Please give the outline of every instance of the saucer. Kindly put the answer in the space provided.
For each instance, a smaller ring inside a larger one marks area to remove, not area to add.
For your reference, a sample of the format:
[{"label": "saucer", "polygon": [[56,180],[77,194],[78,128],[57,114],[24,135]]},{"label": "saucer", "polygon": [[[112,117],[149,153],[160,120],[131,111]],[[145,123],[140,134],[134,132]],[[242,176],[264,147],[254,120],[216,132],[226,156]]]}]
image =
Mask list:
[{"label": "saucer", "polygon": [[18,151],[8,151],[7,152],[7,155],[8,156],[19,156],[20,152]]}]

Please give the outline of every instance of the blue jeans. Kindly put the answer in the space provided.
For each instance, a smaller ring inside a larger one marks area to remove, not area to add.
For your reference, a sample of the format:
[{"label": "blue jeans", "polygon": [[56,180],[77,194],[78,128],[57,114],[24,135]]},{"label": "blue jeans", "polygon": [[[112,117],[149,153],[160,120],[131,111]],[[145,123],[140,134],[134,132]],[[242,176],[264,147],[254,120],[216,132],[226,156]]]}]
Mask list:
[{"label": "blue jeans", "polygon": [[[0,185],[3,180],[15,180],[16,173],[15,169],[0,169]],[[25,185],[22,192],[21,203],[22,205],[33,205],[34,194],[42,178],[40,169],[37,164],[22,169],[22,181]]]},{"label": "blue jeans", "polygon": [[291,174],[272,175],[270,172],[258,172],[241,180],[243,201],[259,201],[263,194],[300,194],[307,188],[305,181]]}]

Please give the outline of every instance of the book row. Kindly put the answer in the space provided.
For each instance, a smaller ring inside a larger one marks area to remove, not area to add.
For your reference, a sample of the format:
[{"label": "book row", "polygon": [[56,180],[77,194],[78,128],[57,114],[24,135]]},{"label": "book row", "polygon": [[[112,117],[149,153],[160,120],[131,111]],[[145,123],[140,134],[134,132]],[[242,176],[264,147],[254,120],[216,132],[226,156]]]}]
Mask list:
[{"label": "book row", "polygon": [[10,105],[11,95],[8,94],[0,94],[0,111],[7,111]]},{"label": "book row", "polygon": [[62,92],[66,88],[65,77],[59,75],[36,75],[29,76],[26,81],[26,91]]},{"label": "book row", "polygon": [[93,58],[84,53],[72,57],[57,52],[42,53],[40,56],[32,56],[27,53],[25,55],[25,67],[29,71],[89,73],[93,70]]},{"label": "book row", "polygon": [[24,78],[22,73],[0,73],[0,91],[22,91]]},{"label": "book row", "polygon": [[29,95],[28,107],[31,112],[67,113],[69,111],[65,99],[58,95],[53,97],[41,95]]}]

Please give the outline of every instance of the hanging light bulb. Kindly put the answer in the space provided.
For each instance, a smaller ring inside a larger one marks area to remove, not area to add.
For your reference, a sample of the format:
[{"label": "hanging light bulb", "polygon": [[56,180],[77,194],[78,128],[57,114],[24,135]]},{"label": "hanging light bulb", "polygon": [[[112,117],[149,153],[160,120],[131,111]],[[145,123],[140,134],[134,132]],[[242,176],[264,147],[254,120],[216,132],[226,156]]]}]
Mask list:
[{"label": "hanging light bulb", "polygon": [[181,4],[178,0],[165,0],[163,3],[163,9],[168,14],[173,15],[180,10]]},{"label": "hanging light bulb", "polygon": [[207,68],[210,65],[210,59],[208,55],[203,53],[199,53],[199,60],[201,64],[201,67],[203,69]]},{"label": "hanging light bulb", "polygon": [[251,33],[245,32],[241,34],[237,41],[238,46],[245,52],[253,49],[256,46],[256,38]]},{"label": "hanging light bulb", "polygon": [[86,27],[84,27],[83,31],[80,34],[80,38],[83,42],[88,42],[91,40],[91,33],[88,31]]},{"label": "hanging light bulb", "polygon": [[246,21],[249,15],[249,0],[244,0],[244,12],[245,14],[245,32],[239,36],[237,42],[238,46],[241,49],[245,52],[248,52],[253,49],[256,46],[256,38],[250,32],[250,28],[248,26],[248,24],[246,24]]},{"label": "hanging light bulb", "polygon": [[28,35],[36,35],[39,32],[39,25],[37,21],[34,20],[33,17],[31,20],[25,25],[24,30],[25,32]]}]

> _Task instructions_:
Write out the entire listing exactly.

> _The output_:
Please give the outline of every instance of the saucer. Kindly put the answer in the space provided.
For each instance, a smaller ring inside a larger one marks area to remove, not area to add.
For your reference, a sample of the format:
[{"label": "saucer", "polygon": [[56,180],[77,194],[78,128],[57,114],[24,135]]},{"label": "saucer", "polygon": [[[112,117],[149,153],[160,120],[131,111]],[[145,123],[140,134],[134,132]],[[242,176],[264,147],[254,120],[216,132],[226,156]]]}]
image =
Mask list:
[{"label": "saucer", "polygon": [[18,151],[8,151],[7,152],[7,155],[8,156],[19,156],[20,152]]}]

Please give the outline of every instance of the blue jeans. Kindly put the answer in the space provided.
For each instance, a smaller ring inside a larger one marks area to remove, not area to add.
For your reference, a sample of the format:
[{"label": "blue jeans", "polygon": [[56,180],[77,194],[78,128],[57,114],[24,135]]},{"label": "blue jeans", "polygon": [[[112,117],[149,153],[160,120],[131,111]],[[145,123],[140,134],[134,132]],[[242,176],[264,147],[254,120],[216,132],[226,156]]]}]
Mask list:
[{"label": "blue jeans", "polygon": [[[0,185],[3,180],[15,180],[16,173],[15,169],[0,169]],[[25,185],[22,192],[21,203],[22,205],[33,205],[34,194],[42,178],[40,169],[37,164],[22,169],[22,181]]]},{"label": "blue jeans", "polygon": [[291,174],[272,175],[270,172],[258,172],[241,180],[243,201],[259,201],[263,194],[300,194],[307,188],[305,181]]}]

Please give the outline of every instance of the book row. Kindly put the answer in the space provided.
For each instance, a smaller ring inside a larger one marks area to remove, not area to add.
For your reference, a sample of the format:
[{"label": "book row", "polygon": [[56,180],[77,194],[78,128],[57,114],[24,135]]},{"label": "book row", "polygon": [[[112,117],[149,153],[160,120],[131,111]],[[145,123],[140,134],[134,132]],[[242,176],[264,147],[254,120],[216,132],[226,156]]]}]
Mask list:
[{"label": "book row", "polygon": [[10,105],[11,95],[8,94],[0,94],[0,111],[7,111]]},{"label": "book row", "polygon": [[62,92],[66,88],[65,77],[59,75],[36,75],[29,76],[26,81],[26,91]]},{"label": "book row", "polygon": [[93,58],[84,53],[72,57],[57,52],[42,53],[40,56],[32,56],[27,53],[25,55],[25,67],[29,71],[89,73],[93,70]]},{"label": "book row", "polygon": [[24,78],[22,73],[0,73],[0,91],[22,91]]},{"label": "book row", "polygon": [[29,95],[28,107],[31,112],[67,113],[69,111],[65,99],[58,95],[53,97],[41,95]]}]

Please give the outline of every instance of the hanging light bulb. Kindly put the answer in the space provided.
For each instance, a smaller ring inside a larger one marks area to remove, not area to add.
For your reference, a sample of the format:
[{"label": "hanging light bulb", "polygon": [[56,180],[77,194],[78,128],[57,114],[24,135]]},{"label": "hanging light bulb", "polygon": [[[112,117],[149,153],[160,120],[131,111]],[[145,123],[140,134],[134,132]],[[242,176],[264,147],[254,120],[216,132],[226,156]]]}]
Mask list:
[{"label": "hanging light bulb", "polygon": [[181,4],[178,0],[165,0],[163,3],[163,9],[168,14],[173,15],[180,10]]},{"label": "hanging light bulb", "polygon": [[207,68],[210,65],[210,59],[208,55],[203,53],[199,53],[199,60],[201,64],[201,67],[203,69]]},{"label": "hanging light bulb", "polygon": [[251,33],[245,32],[241,34],[237,41],[238,46],[245,52],[253,49],[256,46],[256,38]]},{"label": "hanging light bulb", "polygon": [[86,27],[84,27],[83,31],[80,34],[80,38],[83,42],[88,42],[91,40],[91,33],[88,31]]},{"label": "hanging light bulb", "polygon": [[246,21],[249,15],[249,0],[244,0],[244,12],[245,14],[245,32],[239,36],[237,42],[238,46],[241,49],[245,52],[248,52],[253,49],[256,46],[256,38],[250,32],[250,28],[248,26],[248,24],[246,24]]},{"label": "hanging light bulb", "polygon": [[28,35],[36,35],[39,32],[39,25],[37,21],[34,20],[33,17],[31,20],[25,25],[24,30],[25,32]]}]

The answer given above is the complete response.